What you have to do:
Return each line in the rows below that contains the word "blue".

Supplied data:
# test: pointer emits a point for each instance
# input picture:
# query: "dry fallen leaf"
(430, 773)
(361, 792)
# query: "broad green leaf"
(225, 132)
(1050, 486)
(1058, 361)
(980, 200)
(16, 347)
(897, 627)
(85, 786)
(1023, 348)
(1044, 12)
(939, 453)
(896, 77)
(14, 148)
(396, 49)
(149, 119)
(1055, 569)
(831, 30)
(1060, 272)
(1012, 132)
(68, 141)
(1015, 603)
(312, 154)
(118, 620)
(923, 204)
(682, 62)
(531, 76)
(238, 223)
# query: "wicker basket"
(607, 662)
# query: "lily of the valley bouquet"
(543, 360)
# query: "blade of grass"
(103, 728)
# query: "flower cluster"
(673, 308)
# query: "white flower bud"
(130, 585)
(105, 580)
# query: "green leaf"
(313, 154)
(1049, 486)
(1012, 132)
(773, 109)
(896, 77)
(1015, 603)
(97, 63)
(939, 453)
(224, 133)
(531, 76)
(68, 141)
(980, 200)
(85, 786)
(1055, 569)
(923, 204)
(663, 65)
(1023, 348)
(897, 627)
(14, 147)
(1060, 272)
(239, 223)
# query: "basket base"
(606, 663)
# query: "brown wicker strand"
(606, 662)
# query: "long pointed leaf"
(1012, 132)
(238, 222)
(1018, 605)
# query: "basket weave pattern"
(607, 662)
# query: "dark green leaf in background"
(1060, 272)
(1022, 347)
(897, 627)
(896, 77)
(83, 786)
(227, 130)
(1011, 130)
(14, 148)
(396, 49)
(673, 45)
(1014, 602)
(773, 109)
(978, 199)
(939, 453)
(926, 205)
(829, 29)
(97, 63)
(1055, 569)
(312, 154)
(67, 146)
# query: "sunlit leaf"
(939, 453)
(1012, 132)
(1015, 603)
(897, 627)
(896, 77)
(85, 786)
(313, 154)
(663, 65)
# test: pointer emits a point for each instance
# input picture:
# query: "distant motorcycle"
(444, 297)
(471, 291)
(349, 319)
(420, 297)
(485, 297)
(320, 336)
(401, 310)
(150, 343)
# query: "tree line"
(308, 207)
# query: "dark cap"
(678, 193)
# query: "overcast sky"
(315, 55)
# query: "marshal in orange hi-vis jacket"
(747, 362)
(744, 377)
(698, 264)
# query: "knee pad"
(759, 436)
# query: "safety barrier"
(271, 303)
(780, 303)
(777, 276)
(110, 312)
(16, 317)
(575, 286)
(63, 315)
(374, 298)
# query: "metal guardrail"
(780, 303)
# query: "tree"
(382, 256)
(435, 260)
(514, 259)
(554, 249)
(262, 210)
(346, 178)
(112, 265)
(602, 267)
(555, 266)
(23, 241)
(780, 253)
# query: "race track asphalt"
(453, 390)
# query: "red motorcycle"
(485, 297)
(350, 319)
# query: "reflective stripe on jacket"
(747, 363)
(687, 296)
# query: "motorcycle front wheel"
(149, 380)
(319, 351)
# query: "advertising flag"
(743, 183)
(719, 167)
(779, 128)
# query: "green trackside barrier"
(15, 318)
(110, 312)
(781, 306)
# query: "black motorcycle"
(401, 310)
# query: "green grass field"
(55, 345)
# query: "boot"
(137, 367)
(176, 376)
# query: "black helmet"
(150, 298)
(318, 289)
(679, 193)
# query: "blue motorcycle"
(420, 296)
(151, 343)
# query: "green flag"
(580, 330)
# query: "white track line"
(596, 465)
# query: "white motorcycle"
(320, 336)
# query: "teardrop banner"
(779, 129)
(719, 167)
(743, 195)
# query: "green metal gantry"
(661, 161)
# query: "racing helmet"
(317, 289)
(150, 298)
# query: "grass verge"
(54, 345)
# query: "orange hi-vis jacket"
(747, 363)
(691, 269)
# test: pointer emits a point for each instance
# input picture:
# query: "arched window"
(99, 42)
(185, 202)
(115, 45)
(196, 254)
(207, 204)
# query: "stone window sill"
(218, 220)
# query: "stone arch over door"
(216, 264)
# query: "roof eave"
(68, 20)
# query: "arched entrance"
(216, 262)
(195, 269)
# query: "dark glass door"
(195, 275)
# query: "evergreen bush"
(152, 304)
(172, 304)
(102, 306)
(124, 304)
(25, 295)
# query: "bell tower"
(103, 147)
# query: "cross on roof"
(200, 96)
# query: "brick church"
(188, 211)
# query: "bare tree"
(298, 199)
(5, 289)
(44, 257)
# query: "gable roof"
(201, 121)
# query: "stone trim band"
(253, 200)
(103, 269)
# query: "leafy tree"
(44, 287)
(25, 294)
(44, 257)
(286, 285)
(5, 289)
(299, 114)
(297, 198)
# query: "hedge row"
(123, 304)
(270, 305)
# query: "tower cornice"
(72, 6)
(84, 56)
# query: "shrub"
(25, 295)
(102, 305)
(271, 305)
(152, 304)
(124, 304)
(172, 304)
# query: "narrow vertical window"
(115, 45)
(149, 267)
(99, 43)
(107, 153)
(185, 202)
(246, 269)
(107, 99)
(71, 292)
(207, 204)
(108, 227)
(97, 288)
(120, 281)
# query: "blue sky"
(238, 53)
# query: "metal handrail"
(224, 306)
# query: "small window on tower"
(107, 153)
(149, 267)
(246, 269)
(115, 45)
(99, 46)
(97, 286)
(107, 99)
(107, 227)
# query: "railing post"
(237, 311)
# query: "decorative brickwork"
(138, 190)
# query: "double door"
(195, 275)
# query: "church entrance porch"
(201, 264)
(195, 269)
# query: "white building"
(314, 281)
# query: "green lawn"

Answer for this exercise:
# query: "blue motorcycle"
# query: "blue sky"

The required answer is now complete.